▶ _Task requirements_
Reproduce the following lines verbatim.

▶ _Available data_

-- start --

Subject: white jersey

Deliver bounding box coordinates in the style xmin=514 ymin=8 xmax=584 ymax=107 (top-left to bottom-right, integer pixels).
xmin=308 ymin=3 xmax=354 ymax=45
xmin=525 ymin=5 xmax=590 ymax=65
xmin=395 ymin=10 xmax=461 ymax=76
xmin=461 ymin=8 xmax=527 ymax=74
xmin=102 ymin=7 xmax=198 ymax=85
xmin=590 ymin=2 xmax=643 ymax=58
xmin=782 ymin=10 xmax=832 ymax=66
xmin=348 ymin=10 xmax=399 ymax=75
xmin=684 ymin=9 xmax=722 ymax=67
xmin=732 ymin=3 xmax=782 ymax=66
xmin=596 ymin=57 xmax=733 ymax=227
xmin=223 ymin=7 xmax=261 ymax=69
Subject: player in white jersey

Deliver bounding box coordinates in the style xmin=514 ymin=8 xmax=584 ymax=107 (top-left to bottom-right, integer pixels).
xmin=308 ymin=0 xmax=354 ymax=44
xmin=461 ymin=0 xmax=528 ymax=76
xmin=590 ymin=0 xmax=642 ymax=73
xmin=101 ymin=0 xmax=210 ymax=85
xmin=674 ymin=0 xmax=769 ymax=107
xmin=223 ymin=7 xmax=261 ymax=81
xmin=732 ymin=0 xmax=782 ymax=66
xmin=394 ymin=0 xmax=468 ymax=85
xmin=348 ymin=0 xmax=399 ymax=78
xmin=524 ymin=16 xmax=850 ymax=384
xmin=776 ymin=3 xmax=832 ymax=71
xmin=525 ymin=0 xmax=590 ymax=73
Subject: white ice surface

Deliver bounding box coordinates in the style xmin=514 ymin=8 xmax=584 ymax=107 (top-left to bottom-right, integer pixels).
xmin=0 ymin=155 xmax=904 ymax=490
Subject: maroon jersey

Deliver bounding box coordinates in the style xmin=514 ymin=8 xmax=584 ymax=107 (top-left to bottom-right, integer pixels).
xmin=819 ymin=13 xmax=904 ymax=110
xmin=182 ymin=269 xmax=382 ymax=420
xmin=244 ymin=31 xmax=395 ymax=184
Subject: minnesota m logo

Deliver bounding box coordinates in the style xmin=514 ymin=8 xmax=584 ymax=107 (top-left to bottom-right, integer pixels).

-- end --

▶ _Final answer_
Subject: white jersey

Deliver bounding box coordinates in the style xmin=514 ymin=8 xmax=584 ymax=107 (top-left to bottom-right, integer pixels).
xmin=308 ymin=3 xmax=354 ymax=45
xmin=525 ymin=5 xmax=590 ymax=65
xmin=395 ymin=10 xmax=461 ymax=76
xmin=461 ymin=8 xmax=527 ymax=74
xmin=102 ymin=7 xmax=198 ymax=85
xmin=590 ymin=2 xmax=643 ymax=58
xmin=782 ymin=10 xmax=832 ymax=66
xmin=348 ymin=10 xmax=399 ymax=75
xmin=684 ymin=9 xmax=722 ymax=67
xmin=732 ymin=3 xmax=782 ymax=66
xmin=596 ymin=57 xmax=733 ymax=227
xmin=223 ymin=7 xmax=261 ymax=69
Subject: player in white jersey

Deliver bounding box coordinates in the style xmin=514 ymin=8 xmax=584 ymax=107 (top-left to bottom-right, integer pixels).
xmin=308 ymin=0 xmax=354 ymax=44
xmin=461 ymin=0 xmax=528 ymax=76
xmin=590 ymin=0 xmax=642 ymax=73
xmin=101 ymin=0 xmax=210 ymax=85
xmin=674 ymin=0 xmax=769 ymax=107
xmin=223 ymin=7 xmax=261 ymax=81
xmin=732 ymin=0 xmax=782 ymax=66
xmin=394 ymin=0 xmax=468 ymax=85
xmin=348 ymin=0 xmax=399 ymax=78
xmin=524 ymin=16 xmax=850 ymax=384
xmin=776 ymin=3 xmax=832 ymax=71
xmin=525 ymin=0 xmax=590 ymax=73
Subject: white ice surface

Deliver bounding box coordinates in the style xmin=514 ymin=8 xmax=584 ymax=107 (top-left to bottom-right, integer pixels).
xmin=0 ymin=155 xmax=904 ymax=490
Subject: maroon jersey

Deliver bounding box coordinates in the style xmin=514 ymin=8 xmax=584 ymax=107 (top-left to bottom-right, integer pixels).
xmin=819 ymin=13 xmax=904 ymax=110
xmin=182 ymin=269 xmax=382 ymax=420
xmin=244 ymin=31 xmax=395 ymax=184
Subject: minnesota m logo

Deliver bounding box coordinates in the style xmin=514 ymin=8 xmax=584 ymax=107 (top-left to bottom-right, integer pixels).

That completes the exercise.